§ Goal of the exercise
Give the records again, word for word.

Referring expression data
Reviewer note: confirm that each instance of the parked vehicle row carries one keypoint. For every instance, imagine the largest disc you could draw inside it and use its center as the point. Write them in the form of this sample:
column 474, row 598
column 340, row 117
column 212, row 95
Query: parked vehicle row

§ Written solution
Reviewer note: confirm that each instance of the parked vehicle row carries one keypoint. For every instance, imagine the largest disc you could draw inside it and use its center as the point. Write them in the form of this sample:
column 474, row 598
column 340, row 117
column 212, row 95
Query: parked vehicle row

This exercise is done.